# Your assignment
Could you print the lines below exactly, from the one holding "Could you point out the dense" through the last line, with no other output?

# Records supplied

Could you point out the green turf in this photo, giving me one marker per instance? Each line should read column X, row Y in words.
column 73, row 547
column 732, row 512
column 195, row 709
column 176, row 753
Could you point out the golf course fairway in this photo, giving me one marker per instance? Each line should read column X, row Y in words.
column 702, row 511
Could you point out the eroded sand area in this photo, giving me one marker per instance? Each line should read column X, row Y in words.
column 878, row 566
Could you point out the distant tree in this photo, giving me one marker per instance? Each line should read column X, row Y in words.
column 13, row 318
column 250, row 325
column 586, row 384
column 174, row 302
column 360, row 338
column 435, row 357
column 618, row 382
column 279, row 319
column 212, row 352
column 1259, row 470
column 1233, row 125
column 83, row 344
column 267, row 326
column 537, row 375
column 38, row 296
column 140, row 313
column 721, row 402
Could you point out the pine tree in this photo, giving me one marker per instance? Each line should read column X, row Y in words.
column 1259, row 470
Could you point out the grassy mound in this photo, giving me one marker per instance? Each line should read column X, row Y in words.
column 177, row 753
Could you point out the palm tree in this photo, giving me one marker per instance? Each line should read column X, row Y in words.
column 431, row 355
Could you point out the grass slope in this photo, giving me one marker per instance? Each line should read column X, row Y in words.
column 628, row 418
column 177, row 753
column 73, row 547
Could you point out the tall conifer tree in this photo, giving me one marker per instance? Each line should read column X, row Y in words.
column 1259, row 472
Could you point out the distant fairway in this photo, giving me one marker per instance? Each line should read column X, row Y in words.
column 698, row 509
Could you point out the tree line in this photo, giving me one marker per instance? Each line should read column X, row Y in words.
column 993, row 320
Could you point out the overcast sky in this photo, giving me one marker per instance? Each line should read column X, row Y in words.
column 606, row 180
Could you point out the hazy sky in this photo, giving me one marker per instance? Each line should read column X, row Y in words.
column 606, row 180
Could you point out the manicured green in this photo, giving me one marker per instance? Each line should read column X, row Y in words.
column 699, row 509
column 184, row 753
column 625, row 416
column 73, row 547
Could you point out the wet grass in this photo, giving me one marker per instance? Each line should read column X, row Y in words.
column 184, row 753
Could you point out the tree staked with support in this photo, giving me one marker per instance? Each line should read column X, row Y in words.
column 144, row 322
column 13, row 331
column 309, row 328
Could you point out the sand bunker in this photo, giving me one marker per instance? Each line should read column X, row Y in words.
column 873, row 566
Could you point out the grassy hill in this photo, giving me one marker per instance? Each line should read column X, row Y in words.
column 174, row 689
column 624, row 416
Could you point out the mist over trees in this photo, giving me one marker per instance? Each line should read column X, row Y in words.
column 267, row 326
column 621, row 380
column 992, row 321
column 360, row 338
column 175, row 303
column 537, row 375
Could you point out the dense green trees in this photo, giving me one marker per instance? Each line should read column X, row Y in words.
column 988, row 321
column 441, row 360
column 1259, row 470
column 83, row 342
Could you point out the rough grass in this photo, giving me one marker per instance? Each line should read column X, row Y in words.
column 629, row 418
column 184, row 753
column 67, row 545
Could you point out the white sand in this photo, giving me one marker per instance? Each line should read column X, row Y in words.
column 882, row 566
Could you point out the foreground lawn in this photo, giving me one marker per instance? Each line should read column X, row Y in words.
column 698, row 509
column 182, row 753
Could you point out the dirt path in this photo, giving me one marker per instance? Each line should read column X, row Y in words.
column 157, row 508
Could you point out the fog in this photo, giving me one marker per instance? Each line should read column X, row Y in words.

# Written reply
Could you point out the dense green trees in this photo, giving me one marker per instance? Each line should read column X, row Y in words.
column 988, row 321
column 441, row 360
column 1259, row 470
column 83, row 342
Could you point out the rough grass in this photo, giving me one marker per instance? Each line should read column X, row Y in words.
column 629, row 418
column 184, row 753
column 67, row 545
Could you point out the white sand in this photo, giving me one marker per instance? Each line should read column X, row Y in words.
column 882, row 566
Could you point out the foreground lawn in this photo, giving me one marker per instance? Each line should read column X, row Y in words.
column 698, row 509
column 182, row 753
Could you point out the dirt path in this photo, giving me one marker per instance? Each line should read column X, row Y in words.
column 157, row 508
Could you point out the fog in this photo, giving me one marker per instance? Each line should read column X, row Y in words.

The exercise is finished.